=== GIVEN ENTRIES ===
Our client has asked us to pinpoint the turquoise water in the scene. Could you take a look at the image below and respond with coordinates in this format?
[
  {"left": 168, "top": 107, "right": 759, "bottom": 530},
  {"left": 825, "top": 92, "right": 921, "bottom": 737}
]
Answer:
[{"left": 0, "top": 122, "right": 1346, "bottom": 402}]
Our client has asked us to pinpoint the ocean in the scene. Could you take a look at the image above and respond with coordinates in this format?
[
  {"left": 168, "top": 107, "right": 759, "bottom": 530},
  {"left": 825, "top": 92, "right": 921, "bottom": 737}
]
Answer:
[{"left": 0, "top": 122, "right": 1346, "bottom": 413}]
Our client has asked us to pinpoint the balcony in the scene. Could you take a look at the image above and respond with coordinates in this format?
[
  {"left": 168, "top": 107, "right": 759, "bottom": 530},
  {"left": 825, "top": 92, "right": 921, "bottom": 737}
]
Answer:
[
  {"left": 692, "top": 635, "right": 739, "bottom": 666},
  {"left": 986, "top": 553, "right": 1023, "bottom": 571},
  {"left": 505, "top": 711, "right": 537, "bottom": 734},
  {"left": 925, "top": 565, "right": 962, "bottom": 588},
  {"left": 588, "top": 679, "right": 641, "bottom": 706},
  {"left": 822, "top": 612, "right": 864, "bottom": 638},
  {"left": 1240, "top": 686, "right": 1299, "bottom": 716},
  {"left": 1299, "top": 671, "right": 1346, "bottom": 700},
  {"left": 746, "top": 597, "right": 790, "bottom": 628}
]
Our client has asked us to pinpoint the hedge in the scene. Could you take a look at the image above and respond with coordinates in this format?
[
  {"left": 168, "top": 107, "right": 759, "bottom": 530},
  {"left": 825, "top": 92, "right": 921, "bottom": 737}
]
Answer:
===
Reproduce all of the records above verbatim, line for line.

Our client has asked us to pinpoint the turquoise water in the scene. Could you take a look at the image below and respond with coordinates in this format?
[
  {"left": 168, "top": 107, "right": 759, "bottom": 530},
  {"left": 825, "top": 92, "right": 921, "bottom": 737}
]
Answer:
[{"left": 0, "top": 122, "right": 1346, "bottom": 402}]
Our client has asked us to pinpoint the ocean in the scene. Could you take a look at the image above and respond with coordinates in this format?
[
  {"left": 168, "top": 107, "right": 759, "bottom": 530},
  {"left": 825, "top": 92, "right": 921, "bottom": 737}
]
Answer:
[{"left": 0, "top": 122, "right": 1346, "bottom": 413}]
Our client has asked us to pinpoint the balcony in the scene. Could you take a look at the image above and respond with coordinates in this format?
[
  {"left": 168, "top": 107, "right": 759, "bottom": 530},
  {"left": 825, "top": 92, "right": 921, "bottom": 737}
]
Answer:
[
  {"left": 692, "top": 635, "right": 739, "bottom": 666},
  {"left": 986, "top": 553, "right": 1023, "bottom": 571},
  {"left": 505, "top": 711, "right": 537, "bottom": 734},
  {"left": 925, "top": 565, "right": 962, "bottom": 588},
  {"left": 588, "top": 679, "right": 641, "bottom": 706},
  {"left": 822, "top": 612, "right": 864, "bottom": 638},
  {"left": 1240, "top": 686, "right": 1299, "bottom": 716},
  {"left": 1299, "top": 671, "right": 1346, "bottom": 700},
  {"left": 746, "top": 597, "right": 790, "bottom": 628}
]
Our client has asked us to pinpoint the hedge in the scene. Could you take a look at the image above and respond with coordinates in this format?
[
  {"left": 168, "top": 107, "right": 759, "bottom": 530},
  {"left": 825, "top": 92, "right": 921, "bottom": 737}
]
Answer:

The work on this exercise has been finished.